Olympians Behaving Badly

Almost nothing is more common in sports than to hear a sportscaster going on about how some athlete is a fine young man or young woman. How they work hard, sacrificed for their sport, are respected by their teammates, and volunteer with children. We enjoy the thrill of athletic competition and rejoice in a game well played or a move perfectly executed, and it is natural that we hope these athletes are as excellent off the field as on.

We want heroes like Eric Lidell of “Chariots of Fire” fame, who overcame insurmountable odds in athletics and live heroic lives of sacrifice as well. But as we regularly witness in college and professional sports, and, recently, the Olympics these fine, young athletes are too often, unfortunately, not fine young men and women.

We have almost come to expect this from professional, and increasingly, college sports, but somehow the Olympics maintained its luster. Yet as the Winter Olympics came to an end on Sunday, more stories about lewd and vulgar behavior continue to emerge. From reports of supplying Olympic Village with over 100,000 condoms to racy photographs and admissions of wild nights and pornographic addiction, one lesson seems apparent: Don’t let your babies grow up to be Olympians.

Sports are often said to build character. They can and do. They teach hard work, patience, self-denial, and teamwork. But, especially in a sports-obsessed culture like ours, they also have the tendency to breed narcissism. Athletes become privileged entertainers who have been coddled and told they are special from the moment they showed prowess. They are adored, their misdeeds overlooked. It starts small, but those misdeeds can become a way of life as much as the sports themselves.
:::::
**Given problem**
Repeat the essay on the off-field conduct of Olympic athletes word for word, from its title through its final sentence.

Spatial annotation records
:::::
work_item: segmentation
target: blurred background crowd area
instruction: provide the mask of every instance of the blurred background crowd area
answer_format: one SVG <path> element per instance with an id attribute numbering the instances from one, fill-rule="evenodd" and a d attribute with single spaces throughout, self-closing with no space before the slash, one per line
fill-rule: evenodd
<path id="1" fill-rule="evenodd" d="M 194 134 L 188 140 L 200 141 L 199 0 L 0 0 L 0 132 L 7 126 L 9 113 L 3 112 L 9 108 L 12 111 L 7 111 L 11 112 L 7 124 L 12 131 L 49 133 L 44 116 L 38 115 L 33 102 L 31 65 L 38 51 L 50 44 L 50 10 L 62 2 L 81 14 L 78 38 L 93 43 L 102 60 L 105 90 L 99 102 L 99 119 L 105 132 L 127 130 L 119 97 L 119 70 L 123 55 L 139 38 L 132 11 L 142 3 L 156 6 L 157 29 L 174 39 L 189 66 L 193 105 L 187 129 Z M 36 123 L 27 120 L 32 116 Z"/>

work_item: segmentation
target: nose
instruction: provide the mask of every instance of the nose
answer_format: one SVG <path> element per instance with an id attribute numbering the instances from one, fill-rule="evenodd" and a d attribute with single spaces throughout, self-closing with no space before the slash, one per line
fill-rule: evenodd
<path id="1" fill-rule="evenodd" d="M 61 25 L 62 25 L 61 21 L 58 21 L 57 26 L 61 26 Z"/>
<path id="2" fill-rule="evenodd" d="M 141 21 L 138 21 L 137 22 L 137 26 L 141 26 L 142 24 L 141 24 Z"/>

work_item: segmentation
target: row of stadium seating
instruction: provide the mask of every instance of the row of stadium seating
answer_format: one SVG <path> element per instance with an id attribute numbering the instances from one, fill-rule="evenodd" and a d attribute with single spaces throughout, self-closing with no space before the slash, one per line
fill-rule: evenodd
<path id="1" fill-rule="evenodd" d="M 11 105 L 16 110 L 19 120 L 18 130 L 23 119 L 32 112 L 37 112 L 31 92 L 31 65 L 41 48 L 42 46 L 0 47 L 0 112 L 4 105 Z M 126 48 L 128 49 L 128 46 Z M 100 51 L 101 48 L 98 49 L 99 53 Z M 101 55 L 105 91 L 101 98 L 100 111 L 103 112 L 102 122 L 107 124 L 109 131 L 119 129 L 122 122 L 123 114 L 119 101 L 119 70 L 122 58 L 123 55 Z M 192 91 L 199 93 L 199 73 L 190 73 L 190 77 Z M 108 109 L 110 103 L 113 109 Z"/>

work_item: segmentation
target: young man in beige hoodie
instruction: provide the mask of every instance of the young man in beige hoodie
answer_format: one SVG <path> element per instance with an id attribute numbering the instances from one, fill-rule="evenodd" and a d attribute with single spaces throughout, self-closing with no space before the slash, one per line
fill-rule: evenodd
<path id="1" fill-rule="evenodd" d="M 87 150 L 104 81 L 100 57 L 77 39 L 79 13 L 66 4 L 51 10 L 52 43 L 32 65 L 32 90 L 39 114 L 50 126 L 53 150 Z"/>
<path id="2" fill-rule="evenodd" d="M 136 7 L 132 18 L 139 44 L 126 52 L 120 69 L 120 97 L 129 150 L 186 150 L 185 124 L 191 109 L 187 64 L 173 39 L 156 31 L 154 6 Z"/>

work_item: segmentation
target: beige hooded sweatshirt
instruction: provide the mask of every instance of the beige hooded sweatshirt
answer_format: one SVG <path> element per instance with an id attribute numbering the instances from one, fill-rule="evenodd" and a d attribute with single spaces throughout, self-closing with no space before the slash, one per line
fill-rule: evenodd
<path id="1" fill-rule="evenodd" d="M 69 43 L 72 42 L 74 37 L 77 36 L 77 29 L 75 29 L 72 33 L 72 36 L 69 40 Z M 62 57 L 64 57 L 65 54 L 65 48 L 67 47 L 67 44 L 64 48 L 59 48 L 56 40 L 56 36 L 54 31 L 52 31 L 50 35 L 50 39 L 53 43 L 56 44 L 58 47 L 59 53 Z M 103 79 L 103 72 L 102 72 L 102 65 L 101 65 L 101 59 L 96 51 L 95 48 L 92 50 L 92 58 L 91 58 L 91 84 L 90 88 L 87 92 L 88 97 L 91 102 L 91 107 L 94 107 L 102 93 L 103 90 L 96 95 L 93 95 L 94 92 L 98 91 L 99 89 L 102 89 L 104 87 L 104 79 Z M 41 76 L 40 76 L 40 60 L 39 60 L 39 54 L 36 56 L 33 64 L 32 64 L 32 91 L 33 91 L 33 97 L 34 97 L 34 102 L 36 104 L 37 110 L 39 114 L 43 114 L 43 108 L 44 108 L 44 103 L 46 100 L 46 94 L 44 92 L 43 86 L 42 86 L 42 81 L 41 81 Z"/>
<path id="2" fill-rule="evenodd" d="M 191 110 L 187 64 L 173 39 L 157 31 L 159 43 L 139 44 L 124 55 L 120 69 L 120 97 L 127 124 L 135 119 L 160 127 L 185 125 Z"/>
:::::
**Task response**
Olympians Behaving Badly

Almost nothing is more common in sports than to hear a sportscaster going on about how some athlete is a fine young man or young woman. How they work hard, sacrificed for their sport, are respected by their teammates, and volunteer with children. We enjoy the thrill of athletic competition and rejoice in a game well played or a move perfectly executed, and it is natural that we hope these athletes are as excellent off the field as on.

We want heroes like Eric Lidell of “Chariots of Fire” fame, who overcame insurmountable odds in athletics and live heroic lives of sacrifice as well. But as we regularly witness in college and professional sports, and, recently, the Olympics these fine, young athletes are too often, unfortunately, not fine young men and women.

We have almost come to expect this from professional, and increasingly, college sports, but somehow the Olympics maintained its luster. Yet as the Winter Olympics came to an end on Sunday, more stories about lewd and vulgar behavior continue to emerge. From reports of supplying Olympic Village with over 100,000 condoms to racy photographs and admissions of wild nights and pornographic addiction, one lesson seems apparent: Don’t let your babies grow up to be Olympians.

Sports are often said to build character. They can and do. They teach hard work, patience, self-denial, and teamwork. But, especially in a sports-obsessed culture like ours, they also have the tendency to breed narcissism. Athletes become privileged entertainers who have been coddled and told they are special from the moment they showed prowess. They are adored, their misdeeds overlooked. It starts small, but those misdeeds can become a way of life as much as the sports themselves.